*Extrait du document:*
________________________
«Il faut qu’elle croisse et que je diminue»: le visage géant de Marine Le Pen penché sur le petit président de la république qui fait la couverture de la dernière livraison de l’Obs (n° 2418, 10/03/2011) semble inspiré de la parole biblique (Jean 3, 22, 36).
Un seul hebdo à osé donner figure à la menace brandie par le fameux sondage Harris Interactive (( Sondage Harris Interactive réalisé en ligne du 28 février au 3 mars auprès de 1 618 personnes, publié le 5 mars par Le Parisien, donnant Marine Le Pen 1e à 23%, et Sarkozy et Aubry à égalité à 21%.)) qui a secoué la classe politique cette semaine – les hebdos de droite, Le Point et L’Express, ayant préféré faire l’impasse sur cette actualité un peu trop brûlante…
Montage formé d’une photo récente de Marine Le Pen par Philippe Sautier (Sipa) et d’un portrait plus ancien de Sarkozy par Christophe Guibbaud (Abaca), la composition sur fond noir et le regard douloureux de la présidente du FN donne un aspect dramatique à une confrontation dont on comprend qu’il ne faut pas la prendre à la légère.
Les interprétations de ce sondage ayant été fort divergentes en fonction des sensibilités politiques, on reconnaît ici une lecture proche de celle de la direction du PS, qui attribue aux manipulations électoralistes du locataire de l’Elysée la montée du FN.
Deux remarques au passage. La première sur la question des sondages politiques, souvent comparés à une « photographie » de l’opinion. De la même façon qu’on peut considérer n’importe quelle image éditée comme une proposition narrative, on peut en effet maintenir cette comparaison, à condition d’appliquer la même lecture à l’enquête d’opinion. Dotés d’une autorité a priori que leur confère leur présumée nature « technique » ou « scientifique », la photo ou le sondage ne sont que des propositions de récit sous forme figurale.
Ce qui me paraît également remarquable dans cette couverture, supposée illustrer un tournant de la pré-campagne, est l’absence de diabolisation de la figure de Marine Le Pen.
________________________
*Liste des enregistrements:*
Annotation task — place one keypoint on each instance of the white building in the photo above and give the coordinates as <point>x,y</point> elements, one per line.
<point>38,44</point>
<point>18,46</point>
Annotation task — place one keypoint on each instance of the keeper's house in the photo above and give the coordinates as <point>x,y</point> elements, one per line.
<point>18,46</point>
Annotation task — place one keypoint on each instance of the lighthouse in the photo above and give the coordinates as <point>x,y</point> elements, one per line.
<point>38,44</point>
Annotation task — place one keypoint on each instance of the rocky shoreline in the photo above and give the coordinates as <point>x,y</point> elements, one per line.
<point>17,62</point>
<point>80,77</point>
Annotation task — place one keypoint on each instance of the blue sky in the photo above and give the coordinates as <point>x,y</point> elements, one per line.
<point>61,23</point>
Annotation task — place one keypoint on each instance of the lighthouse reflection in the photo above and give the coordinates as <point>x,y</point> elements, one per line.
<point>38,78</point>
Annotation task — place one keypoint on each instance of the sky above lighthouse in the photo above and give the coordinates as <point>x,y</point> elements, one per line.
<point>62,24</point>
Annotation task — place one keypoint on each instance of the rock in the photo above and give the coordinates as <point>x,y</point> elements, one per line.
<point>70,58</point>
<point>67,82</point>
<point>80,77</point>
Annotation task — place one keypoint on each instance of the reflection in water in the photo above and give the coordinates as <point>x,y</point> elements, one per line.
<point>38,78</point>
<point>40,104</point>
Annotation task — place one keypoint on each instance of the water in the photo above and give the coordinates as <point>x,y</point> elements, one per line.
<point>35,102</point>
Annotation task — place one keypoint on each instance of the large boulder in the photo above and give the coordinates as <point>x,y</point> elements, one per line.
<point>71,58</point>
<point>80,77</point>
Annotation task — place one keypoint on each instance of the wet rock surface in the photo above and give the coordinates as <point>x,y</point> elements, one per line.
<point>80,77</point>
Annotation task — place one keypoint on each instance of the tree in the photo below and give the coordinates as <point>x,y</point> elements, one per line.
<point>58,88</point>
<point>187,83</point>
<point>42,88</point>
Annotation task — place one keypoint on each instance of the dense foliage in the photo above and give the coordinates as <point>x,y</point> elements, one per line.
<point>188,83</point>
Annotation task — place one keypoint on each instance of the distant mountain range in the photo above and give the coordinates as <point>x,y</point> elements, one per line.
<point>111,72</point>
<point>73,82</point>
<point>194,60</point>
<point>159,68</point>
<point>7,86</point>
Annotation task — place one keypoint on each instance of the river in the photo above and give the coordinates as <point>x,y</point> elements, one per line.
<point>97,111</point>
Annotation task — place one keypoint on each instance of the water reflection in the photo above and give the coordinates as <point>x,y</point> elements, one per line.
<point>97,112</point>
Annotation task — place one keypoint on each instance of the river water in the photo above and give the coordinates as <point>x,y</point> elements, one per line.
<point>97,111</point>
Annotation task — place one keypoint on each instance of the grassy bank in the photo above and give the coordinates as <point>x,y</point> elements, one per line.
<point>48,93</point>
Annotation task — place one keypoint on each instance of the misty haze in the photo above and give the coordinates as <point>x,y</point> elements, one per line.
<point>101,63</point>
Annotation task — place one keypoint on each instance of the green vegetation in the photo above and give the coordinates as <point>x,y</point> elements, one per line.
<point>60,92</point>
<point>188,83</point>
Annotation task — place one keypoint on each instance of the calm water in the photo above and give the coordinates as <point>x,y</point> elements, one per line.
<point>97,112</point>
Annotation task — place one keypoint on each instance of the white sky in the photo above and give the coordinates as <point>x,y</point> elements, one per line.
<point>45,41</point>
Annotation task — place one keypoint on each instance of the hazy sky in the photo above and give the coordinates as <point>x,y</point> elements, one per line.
________________________
Poursuivez le texte sur la couverture de l'Obs consacrée à Marine Le Pen à partir de sa dernière phrase. Ces enregistrements proviennent d'une autre source.

Ainsi qu’on a pu le constater à partir de l’examen de quelques exemples récents, la diabolisation visuelle qui a caractérisé la figure de Le Pen père, puis s’est appliquée ponctuellement à quelques autres acteurs politiques, caractérise une forme de réprobation morale qui ne s’exprime qu’à partir du constat de dérapages relativement graves.
A titre personnel, je pense que la stratégie politique de la diabolisation, avec son versant visuel, est une option paresseuse qui non seulement n’a jamais donné de résultats probants, mais s’oppose qui plus est au véritable travail de l’argumentation. Quoiqu’il en soit, la diabolisation d’un personnage féminin paraît plus difficile à produire que celle des leaders masculins qui ont jusqu’à présent marqué cette aire politique.
@ André,
Cette comparaison est souvent le fait des sondeurs, et elle est reprise en choeur par nombre de commentateurs pour affirmer à la fois que les sondages sont d’objectives et neutres captures, (prélèvement d’un échantillon) de l’apparence de la réalité et qu’il ne saisissent qu’un instant légèrement antérieur… ils sont vrais et passés >>> « ça a été »… Ils jouent avec l’idée de photographie (son idéal d’objectivité) dont la réalité photographique se distingue, comme on le voit souvent ici.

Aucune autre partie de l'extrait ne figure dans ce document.